Descrição da tarefa:
Retorne os dados abaixo linha por linha, sem nenhuma alteração.

============================================================

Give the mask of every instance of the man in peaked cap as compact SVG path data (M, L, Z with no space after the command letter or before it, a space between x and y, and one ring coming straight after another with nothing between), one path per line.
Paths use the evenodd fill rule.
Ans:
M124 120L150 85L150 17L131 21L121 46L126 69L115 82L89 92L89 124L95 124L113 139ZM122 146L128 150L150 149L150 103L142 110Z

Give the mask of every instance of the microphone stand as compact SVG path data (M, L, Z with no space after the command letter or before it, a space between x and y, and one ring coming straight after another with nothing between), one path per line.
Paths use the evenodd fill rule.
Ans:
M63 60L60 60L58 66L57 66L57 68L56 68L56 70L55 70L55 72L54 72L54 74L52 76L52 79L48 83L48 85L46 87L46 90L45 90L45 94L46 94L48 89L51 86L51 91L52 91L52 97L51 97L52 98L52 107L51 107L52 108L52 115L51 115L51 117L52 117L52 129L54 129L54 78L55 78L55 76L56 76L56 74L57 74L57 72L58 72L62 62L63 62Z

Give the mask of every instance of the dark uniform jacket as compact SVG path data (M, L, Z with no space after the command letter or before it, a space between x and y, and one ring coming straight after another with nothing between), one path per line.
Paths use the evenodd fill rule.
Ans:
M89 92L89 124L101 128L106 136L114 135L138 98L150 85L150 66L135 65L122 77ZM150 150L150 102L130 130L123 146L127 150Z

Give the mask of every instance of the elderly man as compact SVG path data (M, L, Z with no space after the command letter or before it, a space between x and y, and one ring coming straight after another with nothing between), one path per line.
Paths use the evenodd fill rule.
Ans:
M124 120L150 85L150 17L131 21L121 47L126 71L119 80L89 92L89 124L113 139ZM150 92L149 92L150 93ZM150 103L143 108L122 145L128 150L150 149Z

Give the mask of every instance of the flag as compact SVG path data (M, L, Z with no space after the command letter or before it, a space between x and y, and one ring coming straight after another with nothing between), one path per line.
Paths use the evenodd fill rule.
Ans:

============================================================

Resposta à tarefa:
Give the mask of every instance of the man in peaked cap as compact SVG path data (M, L, Z with no space after the command letter or before it, a space between x and y, and one ring coming straight after another with nothing between), one path per line.
Paths use the evenodd fill rule.
Ans:
M124 120L150 85L150 17L131 21L121 46L126 69L115 82L89 92L89 124L95 124L113 139ZM122 146L128 150L150 149L150 103L142 110Z

Give the mask of every instance of the microphone stand as compact SVG path data (M, L, Z with no space after the command letter or before it, a space between x and y, and one ring coming straight after another with nothing between), one path per line.
Paths use the evenodd fill rule.
Ans:
M63 60L60 60L58 66L57 66L57 68L56 68L56 70L55 70L55 72L54 72L54 74L52 76L52 79L48 83L48 85L46 87L46 90L45 90L45 94L46 94L48 89L51 86L51 91L52 91L52 97L51 97L52 98L52 107L51 107L52 108L52 115L51 115L51 117L52 117L52 129L54 129L54 78L55 78L55 76L56 76L56 74L57 74L57 72L58 72L62 62L63 62Z

Give the mask of every instance of the dark uniform jacket as compact SVG path data (M, L, Z with no space after the command letter or before it, a space between x and y, and one ring coming straight after another with nothing between), one path per line.
Paths use the evenodd fill rule.
Ans:
M89 92L89 124L101 128L106 136L114 135L138 98L150 85L150 66L135 65L122 77ZM150 150L150 102L130 130L123 146L127 150Z

Give the mask of every instance of the elderly man as compact SVG path data (M, L, Z with no space after the command letter or before it, a space between x and y, and one ring coming straight after another with nothing between), one path per line.
Paths use the evenodd fill rule.
Ans:
M124 120L150 85L150 17L131 21L121 47L126 71L119 80L89 92L89 124L113 139ZM150 92L149 92L150 93ZM150 103L143 108L122 145L128 150L150 149Z

Give the mask of every instance of the flag as compact SVG path data (M, L, Z with no space after the command letter or before it, a space between x and y, and one ring coming straight after another with nothing between), one path per line.
Paths use the evenodd fill rule.
Ans:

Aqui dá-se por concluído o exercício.